> _Activity 1_
What does the Julia linear regression thread state on these points?
(a) What does the asker's CSV file have where column names would normally be?
(b) Which package does the reply use to fit linear models?
(c) Which library does the reply suggest starting with for fitting a model through optimization?
> _Activity 2_
Can you carry on the Julia linear regression thread from its last post?

> _Text under study_
▬▬▬▬▬▬

Hello, I am trying to train dataset using linear regression in julia and then I have to calculate the MSE of the given test dataset. I was wondering what are the best packages to use, and an example of how to do this with a .csv file would really be helpful.
Also, the csv file I have doesn’t have column names, instead has numbers there and there is Float64 written below it. It is like the table I have shown below, I just copy pasted some of the .csv file data just to give an idea, but yes this is the kind of .csv file I have to use to train and calculate MSE.
This is a pretty broad question, you might want to try some things yourself to narrow it down to any issues you might eventually face.
Starting points:
using CSV # library to read CSV files
df = CSV.read("myfile.csv")
using GLM # package to fit linear models
lm(@formula(y ~ x1 + x2 + x3), df) # fit a linear model, assuming your data has columns called y, x1, x2, and x3
This is the simplest way - as you talk about “training” a model you might be looking to fit a model through some sort of optimization rather than just fitting OLS, in which case you should look at ML libaries. I’d probably start with MLJ.jl which offers a number of models to fit with a unified interface.
Yes, that certainly helps a lot. I am still new to Julia and this at least tells me I was on the right path. Thank you!

▬▬▬▬▬▬

Items from a collection
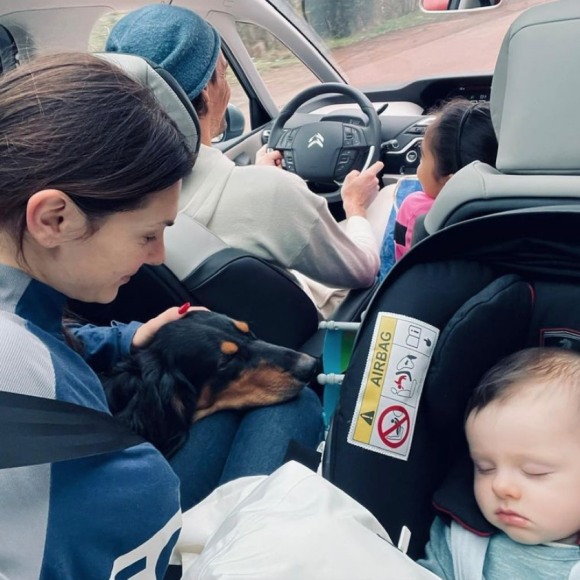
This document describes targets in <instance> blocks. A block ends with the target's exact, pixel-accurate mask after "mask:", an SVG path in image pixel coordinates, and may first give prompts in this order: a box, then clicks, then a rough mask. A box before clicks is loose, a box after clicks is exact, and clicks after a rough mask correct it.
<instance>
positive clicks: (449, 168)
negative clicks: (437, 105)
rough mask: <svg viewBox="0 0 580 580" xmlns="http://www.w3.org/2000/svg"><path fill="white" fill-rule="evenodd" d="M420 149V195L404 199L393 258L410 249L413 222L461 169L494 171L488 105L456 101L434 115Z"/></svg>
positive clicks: (396, 224)
mask: <svg viewBox="0 0 580 580" xmlns="http://www.w3.org/2000/svg"><path fill="white" fill-rule="evenodd" d="M435 115H436V117H435V120H434V121H433V122H432V123H431V125H430V126H429V128H428V129H427V131H426V132H425V137H424V139H423V143H422V145H421V162H420V163H419V167H418V168H417V178H418V179H419V181H420V182H421V187H422V188H423V191H417V192H415V193H411V194H410V195H409V196H407V197H406V198H405V200H404V201H403V203H402V204H401V207H400V208H399V211H398V213H397V221H396V223H395V258H396V259H397V260H399V259H400V258H401V257H402V256H403V255H404V254H405V253H406V252H407V251H408V250H409V248H410V247H411V242H412V239H413V229H414V227H415V221H416V220H417V218H418V217H419V216H421V215H424V214H426V213H427V212H428V211H429V210H430V209H431V206H432V205H433V203H434V201H435V198H436V197H437V196H438V195H439V193H440V192H441V190H442V189H443V186H444V185H445V184H446V183H447V182H448V181H449V179H451V177H452V176H453V174H454V173H457V171H459V170H460V169H461V168H462V167H465V166H466V165H469V164H470V163H471V162H473V161H483V162H484V163H487V164H488V165H491V166H494V167H495V161H496V157H497V147H498V145H497V138H496V136H495V132H494V129H493V125H492V122H491V112H490V109H489V105H488V104H487V103H471V102H470V101H468V100H466V99H455V100H453V101H450V102H448V103H447V104H445V105H444V106H443V107H442V108H441V109H440V110H439V111H438V112H436V113H435Z"/></svg>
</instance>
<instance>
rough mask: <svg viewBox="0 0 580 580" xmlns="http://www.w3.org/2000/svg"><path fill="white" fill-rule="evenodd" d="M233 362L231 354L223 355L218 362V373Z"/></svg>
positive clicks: (221, 370) (226, 354)
mask: <svg viewBox="0 0 580 580" xmlns="http://www.w3.org/2000/svg"><path fill="white" fill-rule="evenodd" d="M234 360H235V357H234V356H233V355H231V354H223V355H222V356H220V359H219V362H218V371H223V370H225V369H226V368H227V367H228V365H229V364H230V363H232V362H233V361H234Z"/></svg>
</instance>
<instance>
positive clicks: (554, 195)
mask: <svg viewBox="0 0 580 580" xmlns="http://www.w3.org/2000/svg"><path fill="white" fill-rule="evenodd" d="M579 31H580V5H579V4H578V3H577V2H576V1H575V0H564V1H562V2H556V3H554V4H549V5H544V6H539V7H536V8H533V9H531V10H530V11H529V12H527V13H524V14H523V15H522V16H521V17H520V18H519V19H517V20H516V21H515V22H514V24H513V26H512V29H511V30H510V31H509V32H508V36H507V38H506V41H505V43H504V45H503V48H502V56H501V57H500V61H499V62H498V71H499V76H498V78H497V79H495V81H494V82H495V91H494V93H493V95H492V99H495V101H496V105H495V109H494V108H493V103H492V110H495V122H496V123H497V125H496V127H500V131H499V133H498V135H499V142H500V159H501V160H502V164H503V169H504V170H505V169H506V168H507V167H510V169H511V171H513V173H510V174H503V173H502V172H495V171H493V170H491V168H487V167H486V166H483V165H482V164H474V165H472V166H471V167H468V168H467V170H464V171H462V172H459V173H458V174H457V176H456V177H458V178H459V182H461V174H462V173H463V176H464V177H465V176H467V177H468V178H469V179H471V181H470V180H469V179H468V180H467V181H463V182H462V183H463V185H464V187H463V188H459V189H455V190H454V191H456V192H457V199H459V197H460V195H461V196H462V199H463V202H462V207H464V208H467V206H469V205H471V201H474V202H475V203H474V204H473V205H471V207H472V208H473V207H478V206H480V205H485V204H487V209H486V210H485V211H484V212H483V213H484V214H488V215H483V216H478V214H477V212H475V213H470V214H469V216H468V218H469V219H465V220H464V219H461V220H457V223H454V224H453V225H450V223H449V222H450V221H451V216H452V213H450V214H449V220H443V221H442V222H441V224H440V227H439V226H438V228H436V230H435V231H434V233H433V235H431V236H429V237H428V238H426V239H424V240H423V241H422V242H421V243H419V244H418V245H417V246H415V247H413V248H412V249H411V251H410V252H409V253H408V254H406V255H405V256H404V257H403V259H402V260H401V261H399V262H398V263H397V264H396V265H395V267H394V268H393V269H392V271H391V272H390V273H389V275H388V276H387V278H386V279H385V280H384V282H383V283H382V285H381V286H380V288H379V289H378V291H377V293H376V294H375V296H374V298H373V300H372V302H371V304H370V306H369V309H368V311H367V314H366V316H365V318H364V320H363V323H362V325H361V327H360V330H359V333H358V335H357V339H356V343H355V347H354V351H353V355H352V358H351V361H350V366H349V368H348V370H347V372H346V375H345V378H344V382H343V384H342V390H341V396H340V401H339V406H338V410H337V412H336V413H335V415H334V420H333V423H332V426H331V430H330V433H329V436H328V438H327V442H326V448H325V452H324V457H323V475H324V476H325V477H327V478H328V479H329V480H330V481H332V482H333V483H334V484H336V485H337V486H339V487H340V488H342V489H343V490H344V491H345V492H347V493H348V494H349V495H351V496H352V497H354V498H355V499H356V500H358V501H360V502H361V503H362V504H363V505H365V506H366V507H367V508H368V509H370V511H371V512H373V514H374V515H375V516H377V518H378V519H379V520H380V521H381V523H382V524H383V525H384V526H385V528H386V530H387V531H388V532H389V534H390V535H391V536H392V537H395V538H396V537H398V535H399V533H400V530H401V528H402V526H404V525H406V526H408V527H409V528H410V529H411V532H412V537H411V543H410V548H409V554H410V556H411V557H413V558H418V557H420V556H421V555H422V554H423V551H424V548H425V544H426V542H427V539H428V533H429V527H430V525H431V523H432V521H433V518H434V516H435V514H436V513H439V514H440V515H443V516H445V517H448V518H452V519H453V520H455V521H456V522H458V523H459V524H461V525H463V526H465V527H467V528H469V529H471V530H475V531H477V532H479V533H480V534H490V533H493V532H494V529H493V528H492V526H490V524H488V523H487V521H486V520H485V519H484V518H483V516H482V515H481V513H480V512H479V510H478V508H477V506H476V504H475V501H474V498H473V489H472V486H473V480H472V471H473V468H472V466H471V464H470V461H469V458H468V456H467V444H466V441H465V437H464V433H463V418H464V410H465V405H466V402H467V400H468V398H469V396H470V393H471V391H472V389H473V388H474V387H475V385H476V384H477V382H478V381H479V379H480V378H481V376H482V375H483V373H484V372H485V371H486V370H487V369H488V368H490V367H491V366H492V365H494V364H495V363H497V362H498V361H499V360H500V359H501V358H503V357H504V356H506V355H508V354H511V353H513V352H515V351H518V350H520V349H523V348H527V347H531V346H556V347H562V348H570V349H574V350H578V351H580V301H579V300H578V296H580V267H579V264H580V243H579V241H580V238H579V237H578V231H580V156H579V155H578V154H577V152H578V151H580V147H579V145H580V142H579V140H580V124H579V123H578V122H577V121H576V116H575V114H574V113H575V109H576V102H575V100H576V94H577V91H576V90H574V88H575V84H577V83H580V76H579V75H572V74H570V72H569V70H568V66H572V64H573V63H574V66H576V65H575V63H577V62H579V59H580V45H579V44H578V43H577V42H575V40H574V39H575V38H576V36H577V34H578V32H579ZM572 76H574V79H571V78H570V77H572ZM532 77H534V79H535V82H537V83H538V87H537V92H539V93H540V96H538V101H539V102H542V103H543V104H544V106H545V107H546V110H545V111H544V112H543V114H542V115H540V117H539V118H537V117H534V115H530V111H531V112H533V113H534V114H537V115H539V114H540V111H538V110H537V109H536V101H535V100H534V99H535V97H534V96H529V97H528V95H527V91H529V90H530V88H531V86H532V85H531V78H532ZM502 79H503V80H502ZM500 86H503V87H504V91H505V92H502V90H500V89H499V88H498V87H500ZM554 86H558V88H559V90H558V92H557V93H556V92H554V90H553V88H554ZM549 96H551V97H552V99H550V98H549ZM498 99H499V103H500V108H499V110H498V105H497V102H498ZM548 104H549V105H550V106H548ZM528 105H530V110H529V111H528V110H526V107H527V106H528ZM498 111H499V112H498ZM527 123H530V124H531V125H532V127H533V128H534V131H535V132H536V133H537V135H538V136H543V137H544V139H545V138H546V136H547V135H551V134H552V133H551V131H552V130H555V131H559V132H554V133H553V135H555V136H556V135H557V138H556V137H554V139H553V141H552V142H551V144H550V146H543V145H542V141H541V140H540V141H538V140H537V139H536V140H534V142H533V143H530V142H529V140H530V133H529V131H528V128H527ZM518 135H520V136H521V138H519V139H518ZM544 144H545V141H544ZM569 147H572V150H569V149H568V148H569ZM542 151H543V154H540V153H541V152H542ZM536 168H539V169H536ZM456 177H454V178H453V179H452V180H451V181H450V182H449V183H450V184H451V182H452V181H454V180H455V181H456V183H457V180H456ZM446 192H447V189H445V190H444V191H443V192H442V194H441V195H444V194H445V193H446ZM482 192H483V194H484V195H480V194H481V193H482ZM508 193H509V196H506V195H505V194H508ZM472 197H473V199H472ZM520 198H521V200H523V203H522V204H521V207H518V201H519V200H520ZM554 198H555V200H556V201H554ZM508 199H509V202H510V203H511V204H512V206H511V208H508V207H507V206H504V203H503V202H504V201H506V200H508ZM530 200H532V201H534V200H541V201H542V203H541V204H532V205H537V206H538V207H529V204H528V203H526V202H527V201H530ZM562 200H563V201H565V203H563V202H562V203H560V201H562ZM553 201H554V203H552V202H553ZM438 202H439V199H438V200H437V202H436V204H437V203H438ZM439 206H440V207H441V204H439ZM542 206H543V207H542ZM434 207H435V206H434ZM493 207H495V208H498V207H500V208H501V209H499V210H497V211H488V210H489V209H491V208H493ZM458 209H460V208H458ZM465 211H467V209H466V210H465ZM437 215H439V214H437ZM465 215H466V216H467V214H465ZM429 217H431V214H429ZM434 220H435V218H434ZM437 223H438V224H439V221H438V222H437ZM404 317H407V318H404ZM398 329H401V330H398ZM421 360H422V361H423V365H424V366H421V364H419V363H420V362H421ZM414 381H416V382H414ZM402 387H405V388H402Z"/></svg>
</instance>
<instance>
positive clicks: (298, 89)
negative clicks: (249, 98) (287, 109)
mask: <svg viewBox="0 0 580 580" xmlns="http://www.w3.org/2000/svg"><path fill="white" fill-rule="evenodd" d="M236 26H237V28H238V32H239V34H240V37H241V39H242V41H243V42H244V45H245V46H246V49H247V51H248V52H249V54H250V56H251V57H252V60H253V61H254V64H255V66H256V68H257V69H258V72H259V73H260V76H261V77H262V79H263V81H264V84H265V85H266V87H267V89H268V91H269V92H270V94H271V95H272V98H273V99H274V102H275V103H276V105H277V107H278V108H279V109H281V108H282V107H283V106H284V105H285V104H286V103H287V102H288V101H289V100H290V99H291V98H292V97H294V96H295V95H296V94H297V93H299V92H300V91H302V90H303V89H305V88H307V87H312V86H314V85H317V84H320V80H319V79H318V77H316V76H315V75H314V74H313V73H312V71H311V70H310V69H309V68H308V67H307V66H306V65H305V64H304V63H303V62H302V61H301V60H299V59H298V58H297V57H296V56H295V55H294V54H293V53H292V52H291V51H290V49H289V48H287V47H286V46H285V45H284V44H282V42H280V41H279V40H278V39H277V38H276V37H275V36H274V35H273V34H272V33H271V32H269V31H268V30H266V29H265V28H262V27H260V26H257V25H255V24H248V23H245V22H237V23H236Z"/></svg>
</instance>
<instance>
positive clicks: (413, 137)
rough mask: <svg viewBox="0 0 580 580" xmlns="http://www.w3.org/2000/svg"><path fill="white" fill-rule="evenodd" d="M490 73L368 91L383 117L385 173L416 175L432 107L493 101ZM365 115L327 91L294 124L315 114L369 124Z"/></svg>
mask: <svg viewBox="0 0 580 580" xmlns="http://www.w3.org/2000/svg"><path fill="white" fill-rule="evenodd" d="M491 82H492V76H491V75H472V76H465V77H442V78H433V79H421V80H418V81H415V82H413V83H410V84H408V85H404V86H401V87H396V88H380V87H379V88H377V89H373V90H372V91H366V95H367V96H368V97H369V99H370V100H371V101H372V103H373V104H374V105H375V108H376V109H377V111H378V112H379V117H380V119H381V131H382V146H381V159H382V161H383V162H384V163H385V173H387V174H392V175H412V174H415V173H416V172H417V167H418V165H419V162H420V161H421V142H422V141H423V136H424V134H425V131H426V129H427V127H428V126H429V124H430V123H431V122H432V121H433V119H434V117H433V116H432V115H430V114H429V112H430V111H431V110H433V109H436V108H438V107H439V106H440V105H442V104H443V103H445V102H446V101H449V100H451V99H454V98H465V99H468V100H469V101H473V102H489V100H490V96H491ZM365 119H366V117H365V115H364V114H363V113H362V111H361V110H360V109H359V108H358V107H356V105H353V104H352V103H347V102H345V100H344V97H342V96H339V95H325V96H323V97H321V98H318V99H314V100H312V101H310V102H309V103H307V104H306V105H304V106H303V107H301V109H300V110H299V112H298V113H297V114H296V115H295V117H294V118H293V119H292V120H291V123H292V122H293V123H292V124H295V125H296V126H299V125H301V124H304V123H307V122H312V121H313V120H316V121H320V120H333V121H341V122H343V123H350V124H353V125H363V124H365Z"/></svg>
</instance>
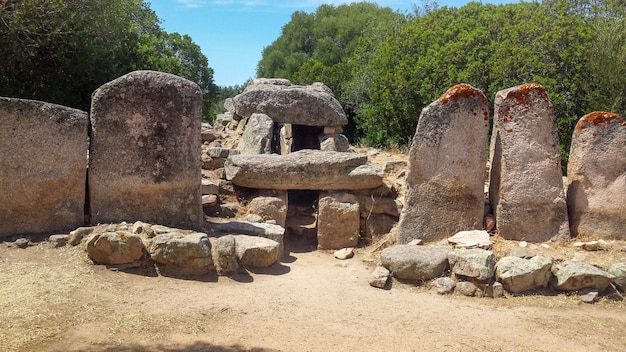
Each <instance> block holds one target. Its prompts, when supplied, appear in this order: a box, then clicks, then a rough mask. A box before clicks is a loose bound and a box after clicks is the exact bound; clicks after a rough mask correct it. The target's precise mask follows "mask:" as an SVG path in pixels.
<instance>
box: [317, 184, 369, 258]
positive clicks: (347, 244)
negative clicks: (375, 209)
mask: <svg viewBox="0 0 626 352" xmlns="http://www.w3.org/2000/svg"><path fill="white" fill-rule="evenodd" d="M359 219H360V217H359V202H358V200H357V198H356V196H354V195H353V194H350V193H344V192H330V193H322V194H320V198H319V201H318V217H317V246H318V248H319V249H341V248H344V247H354V246H356V245H357V244H358V243H359V237H360V232H359V231H360V230H359V229H360V222H359Z"/></svg>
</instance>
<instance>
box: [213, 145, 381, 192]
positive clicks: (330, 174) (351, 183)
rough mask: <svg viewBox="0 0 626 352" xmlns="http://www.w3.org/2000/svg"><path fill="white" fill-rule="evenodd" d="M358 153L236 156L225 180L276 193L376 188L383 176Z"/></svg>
mask: <svg viewBox="0 0 626 352" xmlns="http://www.w3.org/2000/svg"><path fill="white" fill-rule="evenodd" d="M366 162H367V157H364V156H362V155H359V154H355V153H339V152H323V151H319V150H308V149H305V150H300V151H297V152H293V153H290V154H287V155H277V154H260V155H233V156H230V157H229V158H228V160H226V163H225V164H224V173H225V174H226V179H227V180H230V181H232V182H233V184H235V185H237V186H242V187H248V188H257V189H277V190H320V191H321V190H355V189H371V188H377V187H379V186H381V185H382V184H383V173H382V171H381V170H378V169H376V168H374V167H372V166H370V165H366Z"/></svg>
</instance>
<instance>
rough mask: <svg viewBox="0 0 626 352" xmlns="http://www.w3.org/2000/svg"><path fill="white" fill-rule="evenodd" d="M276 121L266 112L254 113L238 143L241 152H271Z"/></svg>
mask: <svg viewBox="0 0 626 352" xmlns="http://www.w3.org/2000/svg"><path fill="white" fill-rule="evenodd" d="M273 136H274V122H273V121H272V119H271V118H270V117H269V116H267V115H265V114H252V115H251V116H250V118H249V119H248V123H247V124H246V128H245V130H244V132H243V135H242V136H241V140H240V141H239V144H238V145H237V150H239V151H240V152H241V154H270V153H271V152H272V138H273Z"/></svg>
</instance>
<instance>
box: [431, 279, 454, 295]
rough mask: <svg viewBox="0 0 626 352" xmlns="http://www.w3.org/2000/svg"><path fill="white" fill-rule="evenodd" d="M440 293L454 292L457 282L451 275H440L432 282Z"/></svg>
mask: <svg viewBox="0 0 626 352" xmlns="http://www.w3.org/2000/svg"><path fill="white" fill-rule="evenodd" d="M431 285H432V286H433V287H434V288H435V289H436V290H437V293H438V294H440V295H445V294H450V293H452V292H454V288H455V287H456V282H455V281H454V280H452V279H451V278H449V277H440V278H437V279H435V280H433V282H432V284H431Z"/></svg>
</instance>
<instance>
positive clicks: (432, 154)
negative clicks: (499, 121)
mask: <svg viewBox="0 0 626 352" xmlns="http://www.w3.org/2000/svg"><path fill="white" fill-rule="evenodd" d="M488 133H489V107H488V105H487V98H486V97H485V95H484V94H483V93H482V92H481V91H480V90H478V89H476V88H474V87H472V86H470V85H467V84H459V85H456V86H454V87H452V88H450V89H449V90H448V91H447V92H446V93H445V94H444V95H443V96H442V97H441V98H439V99H438V100H437V101H435V102H433V103H431V104H430V105H428V106H427V107H425V108H424V110H422V113H421V115H420V118H419V122H418V125H417V129H416V131H415V135H414V136H413V142H412V144H411V151H410V153H409V165H408V166H409V171H408V174H407V178H406V183H407V191H406V194H405V202H404V207H403V208H402V214H401V216H400V222H399V225H398V242H399V243H408V242H410V241H411V240H413V239H418V238H419V239H422V240H424V241H434V240H440V239H444V238H446V237H447V236H450V235H452V234H454V233H456V232H458V231H461V230H473V229H482V227H483V214H484V208H485V202H484V183H485V180H484V177H485V165H486V164H487V136H488Z"/></svg>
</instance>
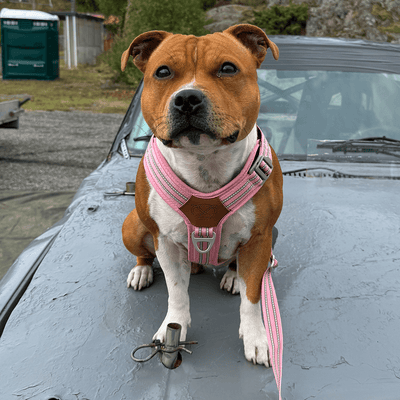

▬▬▬▬▬▬

> _Answer space 1_
(a) Numbers, with Float64 written below them.
(b) GLM.
(c) MLJ.jl.

> _Answer space 2_
You said “assuming your data has columns called y, x1, x2, and x3”. My data in the .csv file has weird column names. I have copy pasted a bit of the sample code below where the numbers above Float64 are the column names (Ex: here it is 1.321249999999999855e-02) and Float64 is just the type and so on.
I guess your csv doesn’t have headers? You can do a number of things:
Manually add a header line to the csv (just add a row in Excel or something and type names for columns into it)
Pass the header directly into CSV.read like CSV.read("myfile.csv", header = ["first_column_name", "second_column_name", "third_column_name"])
If you’ve read the file into a DataFrame (let’s call it df) already you can call rename!(df, [:first_column_name, :second_column_name, :third_column_name]) on it
If you’re new to julia and want to use it for ML, consider following the julia academy courses here. https://juliaacademy.com/ There’s one on machine learning and the first lectures are about datasets etc.